(Excerpts of location labeling lines)
----
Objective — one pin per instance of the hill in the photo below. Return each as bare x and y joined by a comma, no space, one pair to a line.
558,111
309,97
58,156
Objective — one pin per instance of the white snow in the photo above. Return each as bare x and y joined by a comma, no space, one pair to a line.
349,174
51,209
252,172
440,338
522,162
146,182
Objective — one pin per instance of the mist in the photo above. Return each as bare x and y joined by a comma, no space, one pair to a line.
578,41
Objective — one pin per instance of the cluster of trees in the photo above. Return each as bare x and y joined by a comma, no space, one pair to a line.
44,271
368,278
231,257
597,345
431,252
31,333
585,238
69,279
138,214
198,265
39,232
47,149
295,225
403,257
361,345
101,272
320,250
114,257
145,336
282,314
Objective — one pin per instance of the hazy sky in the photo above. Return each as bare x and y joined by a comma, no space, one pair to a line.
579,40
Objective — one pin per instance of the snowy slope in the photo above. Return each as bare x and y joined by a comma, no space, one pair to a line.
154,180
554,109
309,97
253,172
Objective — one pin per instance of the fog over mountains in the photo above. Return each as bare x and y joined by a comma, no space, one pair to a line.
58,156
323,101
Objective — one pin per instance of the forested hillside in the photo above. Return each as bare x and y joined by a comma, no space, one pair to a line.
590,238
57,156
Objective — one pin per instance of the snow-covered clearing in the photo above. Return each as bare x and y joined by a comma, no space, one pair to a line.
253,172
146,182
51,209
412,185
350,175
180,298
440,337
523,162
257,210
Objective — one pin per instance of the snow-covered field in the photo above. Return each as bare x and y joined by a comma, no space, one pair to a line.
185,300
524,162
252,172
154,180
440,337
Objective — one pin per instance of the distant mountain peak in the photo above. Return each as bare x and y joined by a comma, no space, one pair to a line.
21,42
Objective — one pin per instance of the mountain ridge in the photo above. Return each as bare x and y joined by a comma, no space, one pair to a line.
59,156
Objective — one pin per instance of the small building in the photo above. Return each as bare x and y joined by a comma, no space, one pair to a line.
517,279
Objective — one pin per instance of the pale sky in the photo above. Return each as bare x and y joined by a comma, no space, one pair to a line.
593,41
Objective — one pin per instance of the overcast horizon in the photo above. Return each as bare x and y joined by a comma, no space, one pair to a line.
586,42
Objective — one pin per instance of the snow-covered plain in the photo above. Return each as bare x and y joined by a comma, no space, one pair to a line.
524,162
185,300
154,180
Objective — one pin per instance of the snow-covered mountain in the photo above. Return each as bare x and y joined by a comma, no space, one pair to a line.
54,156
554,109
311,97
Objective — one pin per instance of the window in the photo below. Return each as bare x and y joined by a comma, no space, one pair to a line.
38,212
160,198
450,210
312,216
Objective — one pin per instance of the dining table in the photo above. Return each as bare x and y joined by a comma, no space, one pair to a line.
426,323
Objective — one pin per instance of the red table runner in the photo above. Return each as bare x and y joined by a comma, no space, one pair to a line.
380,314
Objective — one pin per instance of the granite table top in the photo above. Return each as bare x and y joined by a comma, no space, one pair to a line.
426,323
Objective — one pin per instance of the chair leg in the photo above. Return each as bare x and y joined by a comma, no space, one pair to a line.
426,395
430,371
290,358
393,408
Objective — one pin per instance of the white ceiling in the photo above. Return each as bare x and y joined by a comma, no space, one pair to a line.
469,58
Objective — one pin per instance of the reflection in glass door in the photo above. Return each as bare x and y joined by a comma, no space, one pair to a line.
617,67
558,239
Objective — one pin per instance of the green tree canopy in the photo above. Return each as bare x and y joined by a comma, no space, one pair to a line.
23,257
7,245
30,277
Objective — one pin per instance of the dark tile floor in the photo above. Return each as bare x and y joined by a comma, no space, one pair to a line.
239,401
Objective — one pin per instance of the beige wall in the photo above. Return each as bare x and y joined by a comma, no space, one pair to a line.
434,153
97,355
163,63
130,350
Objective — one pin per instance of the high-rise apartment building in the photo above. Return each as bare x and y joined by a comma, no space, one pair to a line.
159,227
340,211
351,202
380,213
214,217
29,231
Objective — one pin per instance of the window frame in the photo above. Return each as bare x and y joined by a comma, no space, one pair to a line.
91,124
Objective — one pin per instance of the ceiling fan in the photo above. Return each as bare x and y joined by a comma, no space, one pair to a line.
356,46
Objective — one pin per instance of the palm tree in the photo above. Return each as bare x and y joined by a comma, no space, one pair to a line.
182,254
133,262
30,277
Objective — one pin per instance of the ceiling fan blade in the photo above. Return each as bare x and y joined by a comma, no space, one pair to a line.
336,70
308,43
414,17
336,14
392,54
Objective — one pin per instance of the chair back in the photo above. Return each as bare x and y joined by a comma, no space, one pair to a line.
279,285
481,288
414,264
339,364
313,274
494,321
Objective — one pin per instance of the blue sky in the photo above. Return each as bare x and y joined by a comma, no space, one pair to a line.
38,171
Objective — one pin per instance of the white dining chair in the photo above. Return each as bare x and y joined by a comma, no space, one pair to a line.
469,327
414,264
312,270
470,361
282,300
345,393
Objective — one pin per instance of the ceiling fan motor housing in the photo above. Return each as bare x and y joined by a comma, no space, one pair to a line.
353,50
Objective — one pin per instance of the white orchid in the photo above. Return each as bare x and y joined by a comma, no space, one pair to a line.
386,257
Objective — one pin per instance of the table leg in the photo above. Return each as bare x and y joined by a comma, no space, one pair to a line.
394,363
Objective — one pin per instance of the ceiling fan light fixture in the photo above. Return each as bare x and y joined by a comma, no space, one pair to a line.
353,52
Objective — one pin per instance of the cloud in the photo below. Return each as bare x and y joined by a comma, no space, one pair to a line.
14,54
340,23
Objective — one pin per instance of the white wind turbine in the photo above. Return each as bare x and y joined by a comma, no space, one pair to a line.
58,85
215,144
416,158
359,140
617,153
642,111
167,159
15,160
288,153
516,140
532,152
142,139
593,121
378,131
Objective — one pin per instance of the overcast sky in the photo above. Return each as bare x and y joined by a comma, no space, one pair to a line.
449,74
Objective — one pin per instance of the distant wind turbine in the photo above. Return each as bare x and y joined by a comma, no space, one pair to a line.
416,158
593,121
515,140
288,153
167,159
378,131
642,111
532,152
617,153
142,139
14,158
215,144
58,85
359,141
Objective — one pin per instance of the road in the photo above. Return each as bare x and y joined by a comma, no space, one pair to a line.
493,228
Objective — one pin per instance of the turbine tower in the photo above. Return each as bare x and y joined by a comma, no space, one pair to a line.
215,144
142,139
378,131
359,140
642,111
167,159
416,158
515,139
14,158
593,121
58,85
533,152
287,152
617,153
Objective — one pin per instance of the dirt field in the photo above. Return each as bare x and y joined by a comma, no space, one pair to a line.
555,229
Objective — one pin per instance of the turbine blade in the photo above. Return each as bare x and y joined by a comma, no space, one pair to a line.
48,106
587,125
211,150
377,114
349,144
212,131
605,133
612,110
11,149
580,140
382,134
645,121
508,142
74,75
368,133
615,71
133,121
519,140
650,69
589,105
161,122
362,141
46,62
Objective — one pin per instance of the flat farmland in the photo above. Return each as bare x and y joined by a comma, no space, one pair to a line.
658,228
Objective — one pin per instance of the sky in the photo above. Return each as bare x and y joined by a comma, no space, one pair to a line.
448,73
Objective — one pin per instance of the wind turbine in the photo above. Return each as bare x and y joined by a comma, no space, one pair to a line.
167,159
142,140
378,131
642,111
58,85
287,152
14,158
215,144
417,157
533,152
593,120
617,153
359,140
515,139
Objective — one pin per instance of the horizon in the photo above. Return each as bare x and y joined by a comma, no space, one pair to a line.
----
Copy the lines exactly, starting with the line that contains "Objective — one pin per instance of the distant wind" and ending with the last line.

Objective — one pin per instance of the distant wind turbine in the photo above. Return each as bare x and y joined by a comma, no space, one pair to a line.
416,158
593,121
515,140
288,153
167,159
378,131
642,111
532,152
617,153
142,139
14,158
215,144
58,85
359,141
Objective — one pin per instance of the road in the photo above. Return each as bare x and y joined by a comma, no space, one pair to a line.
493,228
Objective — one pin per instance of the turbine tower in the photo above. Return each as bare x and y joined by a comma, no space, one pair to a line.
215,144
142,139
378,131
359,140
642,111
167,159
416,158
515,139
14,158
593,121
58,85
533,152
287,152
617,153
Objective — one pin per instance of the dirt field in the photo above. Return each as bare x and y joined by a comma, no space, one pair to a line.
555,229
Objective — one pin per instance of the turbine blade in the photo above. Return each as bare x and y joined by a comma, no space, one pair to a line.
48,106
587,125
211,150
377,114
349,144
212,131
605,133
612,110
11,149
580,140
382,134
645,121
508,142
74,75
368,133
615,71
133,121
519,140
650,69
589,105
161,122
362,141
46,62
Objective — one pin per instance of the flat farmland in the photo above. Return each as bare x and y joined by a comma, no space, one pair to a line.
658,228
Objective — one pin per instance of the sky in the photo above. Return each as bare x and y joined by a comma, no space, one pair to a line.
448,73
Objective — one pin per instance of the wind turbine in the photo above. Return each as bare x and y joined by a comma, no space, one pair to a line.
167,159
142,140
378,131
642,111
58,85
287,152
14,158
215,144
417,157
533,152
593,120
617,153
359,140
515,139
Objective — one pin per instance of the horizon in the photo above. Return each as bare x and y joined by a comma, no space, one pair to a line.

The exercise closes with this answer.